### Given instruction A
Copy every line of the records below exactly as they appear, without changing anything.

### Page
━━━━
# The Pottery Graveyard, June 2014



## Dugie (Jul 10, 2014)

This site has been done to death I know but as I am new to this please forgive me 

*Brief History*
Founded in 1842 however, the business was originally located a short distance away in Gaulkthorn, an outlying area of Oswaldtwistle. In 1860 they moved thebusiness to Broadfield, then in 1900 his son set up the pottery on the present site. From then on the pottery stayed put and the business passed down from father to son until it's decline. The last mandatory accounts, made up to 3rd May, were submitted to Companies House in 2010, with the comment, "Nature of business, dormant company"


https://flic.kr/p/o6UyLM

*My Visit*
After seeing so many reports about this little gem hidden away I just had to take a look for myself. After locating the site on the internet which was not easy, a week later I was in the car and on my way.

The site is hidden by trees and overgrown hedge lines which was not always the case as I have seen photos where the hedges are none existent, however this made it quiet, peaceful and easier to explore.

After arriving I decided to take a walk around the site and my first thoughts were that the buildings have deteriorated badly over the past few years, I was just hoping that the inside was not the same.

After locating an entry point into the building I was in, all I will say is that straight away I noticed that lots of items I had seen pictured in other reports were no longer there. I am hoping that the current owner has removed these and that they have not been taken by people who have visited.

Contrary to popular belief most people who like to visit these places are not doing it just to take trinkets, however, there will always been some bad eggs. I personally visit these places to document the building before it is to late and gone forever, not to steal.

Overall I enjoyed this explore even though it was a shame to see items missing or removed from site. I only spent an hour here as I had forgotten my tripod which meant that some pictures I wanted to take was impossible due to the dark areas inside. A re-visit is needed.

Ok, time for some photos.... 

*Shop Entrance*

https://flic.kr/p/nP95tn


https://flic.kr/p/nP9fFr

*
Out Building*
Before trying to locate an entry point into the main building I decided to take a look in the barn that was just off to the right of the main area. The barn as you will see looked like a dumping ground. Bits of all types of stuff just slung in over the years


https://flic.kr/p/o5jAMW


https://flic.kr/p/o7n4ur

*Inside the Shop*
After locating an existing entry point I was in, this is what greeted me.
━━━━
### Given data
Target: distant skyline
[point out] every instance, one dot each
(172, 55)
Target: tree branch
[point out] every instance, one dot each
━━━━
### Given instruction B
Continue the pottery post above, starting right after its last sentence.

### Reply A
Target: distant skyline
[point out] every instance, one dot each
(172, 55)
Target: tree branch
[point out] every instance, one dot each

### Reply B
Sorry about the blur on some of the photos, as I mentioned earlier I had forgotten my tripod and it was becoming very hard work to get some decent photos due to the bad light inside. Low light means longer exposure and with no tripod, well, nightmare is the only real word to use.


https://flic.kr/p/nXsTiw

Items are scattered all over the floor and surfaces in this room. The table caught my eye first with a cluster of random items wanting to be photographed.


https://flic.kr/p/nSt5eY


https://flic.kr/p/nTPaCX


https://flic.kr/p/nTPhmX

*Work Area*
As I walked out of the shop I passed through a kitchen that looked like it had been hit by a bomb, Then I entered in to what must have been the work area. This area is tricky under foot, you will see why in the photos.

The roof was collapsed on top of old machinery, unfinished pottery, work tables, pottery wheels and much more stuff.

A common pulley and shaft runs belts to various machines. This was normal Victorian industrial practice.


https://flic.kr/p/oaybzu

The sheer amount of stuff left lying around is crazy. This is one of the work benches.


https://flic.kr/p/o9fA6j

Final shot from the work area is some of the pottery, I say some there was hundreds of pieces lying around.


https://flic.kr/p/odJi9a

*Machinery Area*
Next up was the machinery area, in the photo you see a rather large contraption, This machine pressed the excess water out of the clay after it has been cleaned of stones.

Also in the photo you can see two small transport trolleys, there was another in the room just out of shot as well. Underneath the trolleys you can just about see a very rusty typewriter.


https://flic.kr/p/nVPTh7


https://flic.kr/p/odSkVY

As you can see this room has plenty to look at and believe me I gave my camera a work out.

After taking silly amounts of photos I opened the door which was connected to the final area of the site and was greeted with this...


https://flic.kr/p/nXtcMq

No stopping me now I thought and slowly worked my way through tangles of Fern, Half way in and it became apparent I had been fooled. Hiding in amongst the Ferns was thorns that felt like razor wire! However I managed to make it out alive with all my limbs still attached.

*Final Area*
Just at the edge of the deadly fern field is what looked like, well to me anyway a small furnace of some kind.


https://flic.kr/p/oeUuro

This area again was the same as most places on site. Lots of pottery lying around with machinery mixed in, I know, its a pottery site what should I have expected!

Some personal items were also in this area as you can see in this photo.


https://flic.kr/p/obXo2K


*Final Thoughts*
I found this site fascinating & a little eerie which was strange as I never felt that when I visited places like Whittingham Asylum. Why do I feel eerie here? Maybe it is due to the presence of personal items left behind. Seeing names and faces of those people who owned & worked here.

None the less, this was a nice place to look around. Some areas are in bad shape and other areas are not to bad. As all explores I am glad that I have been able to locate and visit this place before it disappears by either demolition or being swallowed up by mother nature.

The only bad parts of the explore was: Seeing so many items missing from this place, I wish people could just take photos and nothing more & Forgetting my tripod, this made documenting the site hard work at times due to lack of light.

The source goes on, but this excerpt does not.